> STATED GOAL:
Please count the lines in the records below that contain the word "street", and give only that number.

** Begin SUPPLIED ENTRIES **

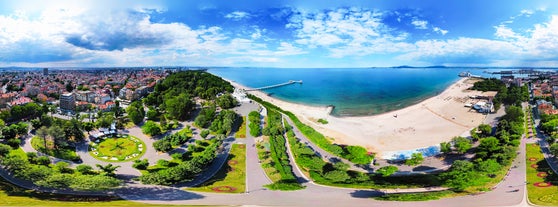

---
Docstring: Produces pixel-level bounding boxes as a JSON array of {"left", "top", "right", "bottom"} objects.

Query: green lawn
[
  {"left": 185, "top": 144, "right": 246, "bottom": 193},
  {"left": 0, "top": 177, "right": 210, "bottom": 207},
  {"left": 234, "top": 116, "right": 246, "bottom": 138},
  {"left": 526, "top": 144, "right": 558, "bottom": 206},
  {"left": 31, "top": 136, "right": 80, "bottom": 161},
  {"left": 177, "top": 126, "right": 194, "bottom": 137},
  {"left": 89, "top": 136, "right": 147, "bottom": 162},
  {"left": 257, "top": 140, "right": 281, "bottom": 182}
]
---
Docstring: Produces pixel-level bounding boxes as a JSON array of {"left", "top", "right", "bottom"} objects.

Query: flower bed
[
  {"left": 211, "top": 186, "right": 236, "bottom": 193},
  {"left": 89, "top": 135, "right": 146, "bottom": 162},
  {"left": 537, "top": 172, "right": 548, "bottom": 178},
  {"left": 533, "top": 182, "right": 552, "bottom": 188}
]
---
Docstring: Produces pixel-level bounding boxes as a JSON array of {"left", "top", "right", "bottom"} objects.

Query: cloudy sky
[{"left": 0, "top": 0, "right": 558, "bottom": 67}]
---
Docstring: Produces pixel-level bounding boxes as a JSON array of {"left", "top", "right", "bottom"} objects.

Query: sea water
[{"left": 208, "top": 68, "right": 482, "bottom": 116}]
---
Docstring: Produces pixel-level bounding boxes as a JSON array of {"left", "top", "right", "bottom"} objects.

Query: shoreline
[{"left": 223, "top": 78, "right": 486, "bottom": 155}]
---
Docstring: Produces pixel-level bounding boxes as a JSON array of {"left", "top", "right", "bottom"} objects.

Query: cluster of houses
[
  {"left": 0, "top": 68, "right": 169, "bottom": 113},
  {"left": 531, "top": 76, "right": 558, "bottom": 115}
]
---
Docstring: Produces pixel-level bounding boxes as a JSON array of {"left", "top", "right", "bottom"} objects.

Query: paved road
[
  {"left": 6, "top": 102, "right": 527, "bottom": 207},
  {"left": 281, "top": 114, "right": 372, "bottom": 173}
]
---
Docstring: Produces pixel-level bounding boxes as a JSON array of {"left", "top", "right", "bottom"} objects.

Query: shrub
[
  {"left": 0, "top": 143, "right": 12, "bottom": 157},
  {"left": 37, "top": 156, "right": 50, "bottom": 165},
  {"left": 132, "top": 159, "right": 149, "bottom": 170},
  {"left": 200, "top": 129, "right": 209, "bottom": 139},
  {"left": 76, "top": 164, "right": 93, "bottom": 175},
  {"left": 157, "top": 160, "right": 170, "bottom": 167}
]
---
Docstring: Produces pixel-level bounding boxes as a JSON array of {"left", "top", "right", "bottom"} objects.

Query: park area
[
  {"left": 89, "top": 135, "right": 146, "bottom": 162},
  {"left": 185, "top": 144, "right": 246, "bottom": 193},
  {"left": 526, "top": 144, "right": 558, "bottom": 206}
]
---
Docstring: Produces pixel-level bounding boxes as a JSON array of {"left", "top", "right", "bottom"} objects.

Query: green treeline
[
  {"left": 248, "top": 111, "right": 262, "bottom": 137},
  {"left": 263, "top": 110, "right": 303, "bottom": 190},
  {"left": 143, "top": 71, "right": 236, "bottom": 121},
  {"left": 248, "top": 94, "right": 374, "bottom": 165},
  {"left": 139, "top": 139, "right": 223, "bottom": 185}
]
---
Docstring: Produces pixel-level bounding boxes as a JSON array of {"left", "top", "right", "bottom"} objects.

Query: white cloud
[
  {"left": 432, "top": 27, "right": 448, "bottom": 35},
  {"left": 225, "top": 11, "right": 250, "bottom": 21},
  {"left": 411, "top": 18, "right": 428, "bottom": 29},
  {"left": 287, "top": 8, "right": 416, "bottom": 58}
]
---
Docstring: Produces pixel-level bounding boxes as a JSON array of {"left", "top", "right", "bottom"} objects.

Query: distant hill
[{"left": 391, "top": 65, "right": 447, "bottom": 68}]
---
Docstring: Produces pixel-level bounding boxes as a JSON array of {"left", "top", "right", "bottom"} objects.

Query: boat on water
[{"left": 459, "top": 71, "right": 472, "bottom": 77}]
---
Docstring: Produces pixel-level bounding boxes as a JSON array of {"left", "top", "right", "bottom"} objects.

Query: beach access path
[{"left": 229, "top": 78, "right": 492, "bottom": 156}]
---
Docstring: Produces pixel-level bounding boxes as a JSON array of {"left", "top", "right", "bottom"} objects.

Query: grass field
[
  {"left": 0, "top": 177, "right": 210, "bottom": 207},
  {"left": 185, "top": 144, "right": 246, "bottom": 193},
  {"left": 234, "top": 116, "right": 246, "bottom": 138},
  {"left": 89, "top": 135, "right": 147, "bottom": 162},
  {"left": 31, "top": 136, "right": 80, "bottom": 161},
  {"left": 526, "top": 144, "right": 558, "bottom": 206},
  {"left": 256, "top": 137, "right": 281, "bottom": 182}
]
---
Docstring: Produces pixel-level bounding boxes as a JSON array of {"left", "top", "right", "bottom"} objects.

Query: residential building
[{"left": 60, "top": 93, "right": 76, "bottom": 111}]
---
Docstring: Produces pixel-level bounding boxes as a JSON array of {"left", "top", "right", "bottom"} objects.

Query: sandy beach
[{"left": 229, "top": 78, "right": 485, "bottom": 154}]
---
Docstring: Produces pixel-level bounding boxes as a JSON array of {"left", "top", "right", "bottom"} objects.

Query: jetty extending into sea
[{"left": 246, "top": 80, "right": 302, "bottom": 91}]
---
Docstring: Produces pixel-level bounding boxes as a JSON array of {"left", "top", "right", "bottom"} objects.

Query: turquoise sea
[{"left": 208, "top": 68, "right": 498, "bottom": 116}]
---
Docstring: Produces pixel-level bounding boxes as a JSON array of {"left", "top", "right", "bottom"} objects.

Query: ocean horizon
[{"left": 208, "top": 67, "right": 512, "bottom": 116}]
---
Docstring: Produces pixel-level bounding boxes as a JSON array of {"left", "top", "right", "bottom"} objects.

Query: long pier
[{"left": 246, "top": 80, "right": 302, "bottom": 91}]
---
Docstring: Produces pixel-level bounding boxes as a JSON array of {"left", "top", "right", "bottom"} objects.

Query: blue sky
[{"left": 0, "top": 0, "right": 558, "bottom": 67}]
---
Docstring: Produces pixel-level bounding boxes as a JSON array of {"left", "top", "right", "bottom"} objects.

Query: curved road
[{"left": 5, "top": 102, "right": 527, "bottom": 207}]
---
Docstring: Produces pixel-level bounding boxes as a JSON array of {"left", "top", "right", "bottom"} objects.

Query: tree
[
  {"left": 45, "top": 125, "right": 66, "bottom": 150},
  {"left": 346, "top": 146, "right": 373, "bottom": 165},
  {"left": 82, "top": 122, "right": 95, "bottom": 134},
  {"left": 405, "top": 152, "right": 424, "bottom": 166},
  {"left": 76, "top": 164, "right": 93, "bottom": 175},
  {"left": 66, "top": 81, "right": 74, "bottom": 92},
  {"left": 440, "top": 160, "right": 478, "bottom": 191},
  {"left": 478, "top": 124, "right": 492, "bottom": 137},
  {"left": 141, "top": 121, "right": 161, "bottom": 136},
  {"left": 550, "top": 143, "right": 558, "bottom": 157},
  {"left": 153, "top": 139, "right": 172, "bottom": 152},
  {"left": 215, "top": 93, "right": 238, "bottom": 109},
  {"left": 0, "top": 143, "right": 12, "bottom": 157},
  {"left": 132, "top": 158, "right": 149, "bottom": 170},
  {"left": 126, "top": 101, "right": 145, "bottom": 125},
  {"left": 476, "top": 159, "right": 502, "bottom": 173},
  {"left": 452, "top": 137, "right": 472, "bottom": 154},
  {"left": 165, "top": 93, "right": 195, "bottom": 121},
  {"left": 97, "top": 164, "right": 120, "bottom": 177},
  {"left": 376, "top": 165, "right": 399, "bottom": 177},
  {"left": 440, "top": 142, "right": 451, "bottom": 154},
  {"left": 324, "top": 170, "right": 351, "bottom": 183},
  {"left": 200, "top": 129, "right": 209, "bottom": 139},
  {"left": 333, "top": 161, "right": 351, "bottom": 171},
  {"left": 477, "top": 137, "right": 502, "bottom": 158},
  {"left": 36, "top": 126, "right": 48, "bottom": 150}
]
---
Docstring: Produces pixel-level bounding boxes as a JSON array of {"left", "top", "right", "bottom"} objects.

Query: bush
[
  {"left": 200, "top": 129, "right": 209, "bottom": 139},
  {"left": 76, "top": 164, "right": 93, "bottom": 175},
  {"left": 8, "top": 138, "right": 21, "bottom": 149},
  {"left": 376, "top": 165, "right": 399, "bottom": 177},
  {"left": 0, "top": 143, "right": 12, "bottom": 157},
  {"left": 141, "top": 121, "right": 161, "bottom": 136},
  {"left": 37, "top": 156, "right": 50, "bottom": 165},
  {"left": 132, "top": 159, "right": 149, "bottom": 170},
  {"left": 157, "top": 160, "right": 170, "bottom": 167}
]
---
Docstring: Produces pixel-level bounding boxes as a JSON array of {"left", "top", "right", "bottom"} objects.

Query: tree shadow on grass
[
  {"left": 117, "top": 186, "right": 205, "bottom": 201},
  {"left": 350, "top": 190, "right": 385, "bottom": 198},
  {"left": 198, "top": 154, "right": 236, "bottom": 187}
]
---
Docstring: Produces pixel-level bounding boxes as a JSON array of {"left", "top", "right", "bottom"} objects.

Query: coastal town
[
  {"left": 0, "top": 68, "right": 168, "bottom": 115},
  {"left": 0, "top": 68, "right": 558, "bottom": 206}
]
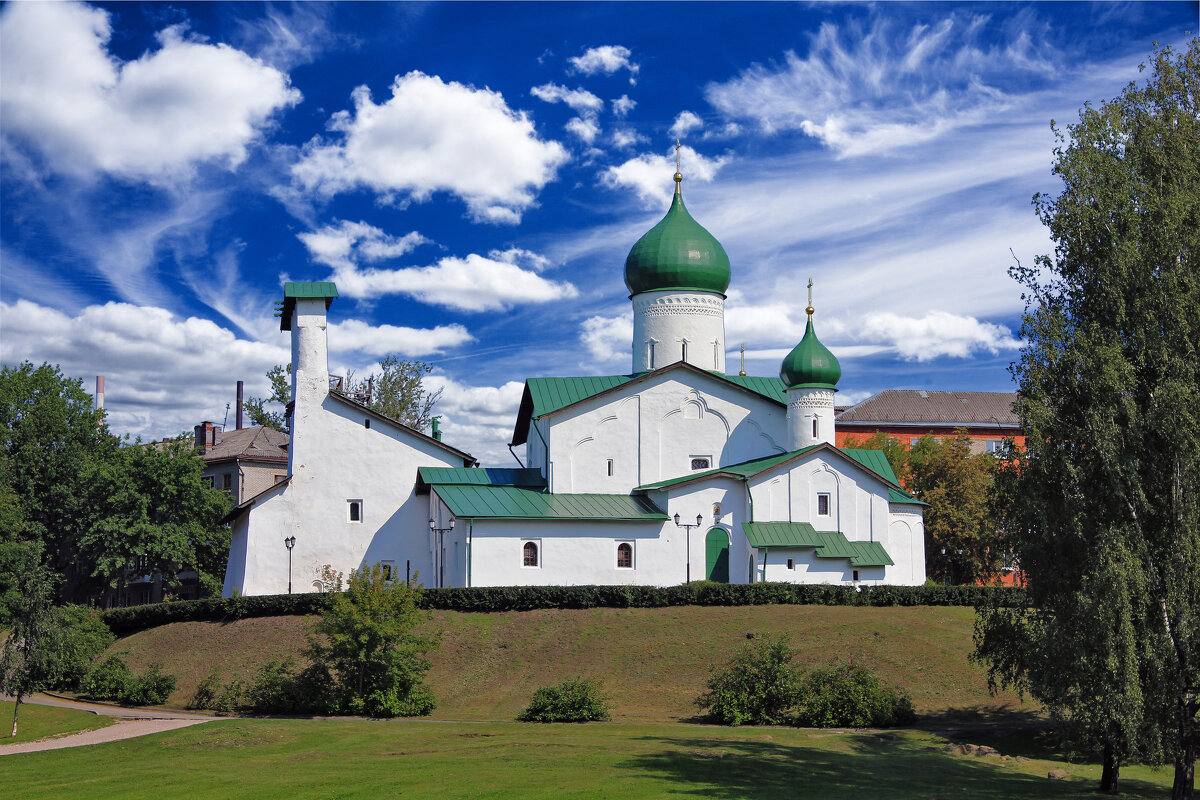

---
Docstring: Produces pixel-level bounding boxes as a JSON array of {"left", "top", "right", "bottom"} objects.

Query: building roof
[
  {"left": 433, "top": 485, "right": 667, "bottom": 522},
  {"left": 625, "top": 181, "right": 730, "bottom": 295},
  {"left": 204, "top": 426, "right": 288, "bottom": 464},
  {"left": 276, "top": 281, "right": 337, "bottom": 331},
  {"left": 329, "top": 390, "right": 479, "bottom": 465},
  {"left": 742, "top": 522, "right": 894, "bottom": 566},
  {"left": 836, "top": 389, "right": 1021, "bottom": 428},
  {"left": 416, "top": 467, "right": 546, "bottom": 494},
  {"left": 510, "top": 361, "right": 787, "bottom": 445},
  {"left": 637, "top": 444, "right": 900, "bottom": 492}
]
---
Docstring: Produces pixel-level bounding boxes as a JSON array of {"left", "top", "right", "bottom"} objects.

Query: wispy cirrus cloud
[
  {"left": 0, "top": 2, "right": 300, "bottom": 184},
  {"left": 292, "top": 71, "right": 568, "bottom": 224}
]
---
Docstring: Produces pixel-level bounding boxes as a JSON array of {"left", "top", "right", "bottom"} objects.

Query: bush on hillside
[
  {"left": 517, "top": 678, "right": 610, "bottom": 722},
  {"left": 696, "top": 636, "right": 802, "bottom": 726},
  {"left": 80, "top": 655, "right": 175, "bottom": 705},
  {"left": 793, "top": 664, "right": 917, "bottom": 728}
]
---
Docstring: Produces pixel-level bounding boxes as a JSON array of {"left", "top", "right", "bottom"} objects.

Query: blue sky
[{"left": 0, "top": 2, "right": 1198, "bottom": 464}]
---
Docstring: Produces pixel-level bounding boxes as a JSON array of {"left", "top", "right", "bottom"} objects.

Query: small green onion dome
[
  {"left": 625, "top": 185, "right": 730, "bottom": 295},
  {"left": 779, "top": 316, "right": 841, "bottom": 389}
]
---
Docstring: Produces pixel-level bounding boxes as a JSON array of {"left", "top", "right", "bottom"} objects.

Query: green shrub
[
  {"left": 517, "top": 678, "right": 610, "bottom": 722},
  {"left": 80, "top": 655, "right": 175, "bottom": 705},
  {"left": 696, "top": 636, "right": 802, "bottom": 724},
  {"left": 794, "top": 664, "right": 917, "bottom": 728},
  {"left": 79, "top": 655, "right": 133, "bottom": 702}
]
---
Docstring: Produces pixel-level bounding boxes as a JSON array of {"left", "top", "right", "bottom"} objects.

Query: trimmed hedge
[{"left": 103, "top": 582, "right": 1026, "bottom": 636}]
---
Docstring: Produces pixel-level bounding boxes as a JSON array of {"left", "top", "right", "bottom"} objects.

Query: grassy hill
[{"left": 113, "top": 606, "right": 1030, "bottom": 722}]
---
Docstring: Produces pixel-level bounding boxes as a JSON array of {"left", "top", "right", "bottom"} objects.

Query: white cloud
[
  {"left": 670, "top": 112, "right": 704, "bottom": 138},
  {"left": 580, "top": 311, "right": 634, "bottom": 363},
  {"left": 0, "top": 300, "right": 290, "bottom": 439},
  {"left": 860, "top": 311, "right": 1021, "bottom": 361},
  {"left": 570, "top": 44, "right": 641, "bottom": 84},
  {"left": 0, "top": 2, "right": 300, "bottom": 181},
  {"left": 600, "top": 146, "right": 728, "bottom": 207},
  {"left": 324, "top": 253, "right": 578, "bottom": 312},
  {"left": 612, "top": 128, "right": 647, "bottom": 148},
  {"left": 704, "top": 13, "right": 1054, "bottom": 157},
  {"left": 296, "top": 219, "right": 430, "bottom": 270},
  {"left": 564, "top": 116, "right": 600, "bottom": 144},
  {"left": 329, "top": 319, "right": 475, "bottom": 357},
  {"left": 529, "top": 83, "right": 604, "bottom": 114},
  {"left": 292, "top": 71, "right": 568, "bottom": 224}
]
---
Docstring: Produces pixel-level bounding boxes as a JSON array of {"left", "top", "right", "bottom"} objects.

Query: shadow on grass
[{"left": 626, "top": 728, "right": 1162, "bottom": 800}]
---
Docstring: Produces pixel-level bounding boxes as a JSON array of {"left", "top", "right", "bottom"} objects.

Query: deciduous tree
[{"left": 977, "top": 40, "right": 1200, "bottom": 800}]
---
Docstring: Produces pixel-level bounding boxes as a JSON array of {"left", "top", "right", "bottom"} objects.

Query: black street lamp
[
  {"left": 430, "top": 517, "right": 454, "bottom": 589},
  {"left": 283, "top": 536, "right": 296, "bottom": 595},
  {"left": 676, "top": 513, "right": 704, "bottom": 583}
]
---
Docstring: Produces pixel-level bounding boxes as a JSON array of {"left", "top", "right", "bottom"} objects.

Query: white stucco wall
[
  {"left": 632, "top": 291, "right": 725, "bottom": 373},
  {"left": 542, "top": 371, "right": 787, "bottom": 494}
]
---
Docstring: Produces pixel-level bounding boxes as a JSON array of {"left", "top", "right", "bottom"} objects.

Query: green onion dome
[
  {"left": 625, "top": 181, "right": 730, "bottom": 295},
  {"left": 779, "top": 316, "right": 841, "bottom": 389}
]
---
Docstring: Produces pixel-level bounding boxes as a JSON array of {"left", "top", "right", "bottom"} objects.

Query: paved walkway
[{"left": 0, "top": 694, "right": 217, "bottom": 756}]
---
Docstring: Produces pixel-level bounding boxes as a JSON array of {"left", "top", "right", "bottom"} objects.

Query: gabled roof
[
  {"left": 329, "top": 390, "right": 479, "bottom": 467},
  {"left": 433, "top": 485, "right": 667, "bottom": 522},
  {"left": 742, "top": 522, "right": 894, "bottom": 566},
  {"left": 511, "top": 361, "right": 787, "bottom": 445},
  {"left": 416, "top": 467, "right": 546, "bottom": 494},
  {"left": 836, "top": 389, "right": 1021, "bottom": 428},
  {"left": 637, "top": 443, "right": 900, "bottom": 492},
  {"left": 203, "top": 426, "right": 288, "bottom": 463},
  {"left": 217, "top": 475, "right": 292, "bottom": 525}
]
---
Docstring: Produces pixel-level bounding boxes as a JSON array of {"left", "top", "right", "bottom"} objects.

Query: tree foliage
[
  {"left": 0, "top": 363, "right": 229, "bottom": 613},
  {"left": 977, "top": 40, "right": 1200, "bottom": 799}
]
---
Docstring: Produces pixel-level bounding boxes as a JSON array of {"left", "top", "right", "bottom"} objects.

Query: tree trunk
[
  {"left": 8, "top": 692, "right": 20, "bottom": 739},
  {"left": 1171, "top": 735, "right": 1196, "bottom": 800},
  {"left": 1100, "top": 742, "right": 1121, "bottom": 794}
]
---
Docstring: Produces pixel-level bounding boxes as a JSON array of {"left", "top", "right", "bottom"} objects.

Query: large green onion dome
[
  {"left": 779, "top": 306, "right": 841, "bottom": 389},
  {"left": 625, "top": 172, "right": 730, "bottom": 295}
]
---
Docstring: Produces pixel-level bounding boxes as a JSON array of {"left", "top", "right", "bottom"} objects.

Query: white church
[{"left": 224, "top": 172, "right": 925, "bottom": 596}]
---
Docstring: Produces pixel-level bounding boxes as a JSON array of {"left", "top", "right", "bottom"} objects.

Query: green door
[{"left": 704, "top": 528, "right": 730, "bottom": 583}]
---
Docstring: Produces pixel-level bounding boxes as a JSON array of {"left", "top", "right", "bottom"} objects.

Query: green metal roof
[
  {"left": 275, "top": 281, "right": 337, "bottom": 331},
  {"left": 625, "top": 189, "right": 730, "bottom": 295},
  {"left": 779, "top": 316, "right": 841, "bottom": 389},
  {"left": 742, "top": 522, "right": 894, "bottom": 566},
  {"left": 888, "top": 486, "right": 929, "bottom": 506},
  {"left": 434, "top": 485, "right": 667, "bottom": 522},
  {"left": 416, "top": 467, "right": 546, "bottom": 491},
  {"left": 511, "top": 362, "right": 787, "bottom": 445},
  {"left": 637, "top": 445, "right": 820, "bottom": 492}
]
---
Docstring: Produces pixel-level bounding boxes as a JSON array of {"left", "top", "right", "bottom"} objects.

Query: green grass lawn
[
  {"left": 0, "top": 720, "right": 1171, "bottom": 800},
  {"left": 0, "top": 700, "right": 113, "bottom": 747}
]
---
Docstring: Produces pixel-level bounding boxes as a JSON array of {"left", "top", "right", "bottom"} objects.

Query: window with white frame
[{"left": 521, "top": 541, "right": 541, "bottom": 567}]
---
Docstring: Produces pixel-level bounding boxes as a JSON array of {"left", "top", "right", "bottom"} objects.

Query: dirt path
[{"left": 0, "top": 694, "right": 217, "bottom": 756}]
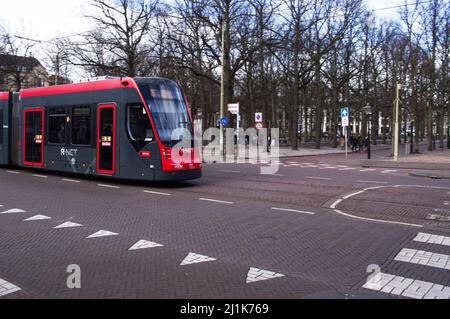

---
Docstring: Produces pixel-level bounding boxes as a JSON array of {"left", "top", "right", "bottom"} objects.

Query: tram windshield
[{"left": 136, "top": 78, "right": 193, "bottom": 146}]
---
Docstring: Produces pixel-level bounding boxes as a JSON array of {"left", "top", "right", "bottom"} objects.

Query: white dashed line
[
  {"left": 23, "top": 215, "right": 52, "bottom": 222},
  {"left": 330, "top": 210, "right": 423, "bottom": 228},
  {"left": 221, "top": 170, "right": 241, "bottom": 174},
  {"left": 394, "top": 248, "right": 450, "bottom": 270},
  {"left": 199, "top": 198, "right": 234, "bottom": 205},
  {"left": 0, "top": 208, "right": 26, "bottom": 215},
  {"left": 86, "top": 230, "right": 119, "bottom": 238},
  {"left": 358, "top": 181, "right": 388, "bottom": 184},
  {"left": 305, "top": 176, "right": 331, "bottom": 181},
  {"left": 53, "top": 222, "right": 83, "bottom": 229},
  {"left": 272, "top": 207, "right": 316, "bottom": 215},
  {"left": 414, "top": 233, "right": 450, "bottom": 246},
  {"left": 381, "top": 169, "right": 397, "bottom": 174},
  {"left": 128, "top": 239, "right": 164, "bottom": 251},
  {"left": 97, "top": 184, "right": 120, "bottom": 189},
  {"left": 33, "top": 174, "right": 48, "bottom": 178},
  {"left": 0, "top": 278, "right": 22, "bottom": 297},
  {"left": 62, "top": 178, "right": 81, "bottom": 183},
  {"left": 363, "top": 273, "right": 450, "bottom": 299},
  {"left": 180, "top": 253, "right": 217, "bottom": 266},
  {"left": 245, "top": 267, "right": 285, "bottom": 284},
  {"left": 144, "top": 191, "right": 172, "bottom": 196}
]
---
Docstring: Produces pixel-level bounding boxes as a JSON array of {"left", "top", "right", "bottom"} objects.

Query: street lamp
[{"left": 363, "top": 105, "right": 372, "bottom": 159}]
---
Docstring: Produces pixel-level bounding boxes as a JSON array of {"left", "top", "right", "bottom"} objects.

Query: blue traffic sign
[
  {"left": 341, "top": 107, "right": 350, "bottom": 117},
  {"left": 219, "top": 117, "right": 230, "bottom": 126}
]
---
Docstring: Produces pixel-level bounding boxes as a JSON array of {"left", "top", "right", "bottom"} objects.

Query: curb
[{"left": 409, "top": 172, "right": 450, "bottom": 179}]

** End SUPPLIED ENTRIES **

> RESPONSE FOR THIS EXERCISE:
2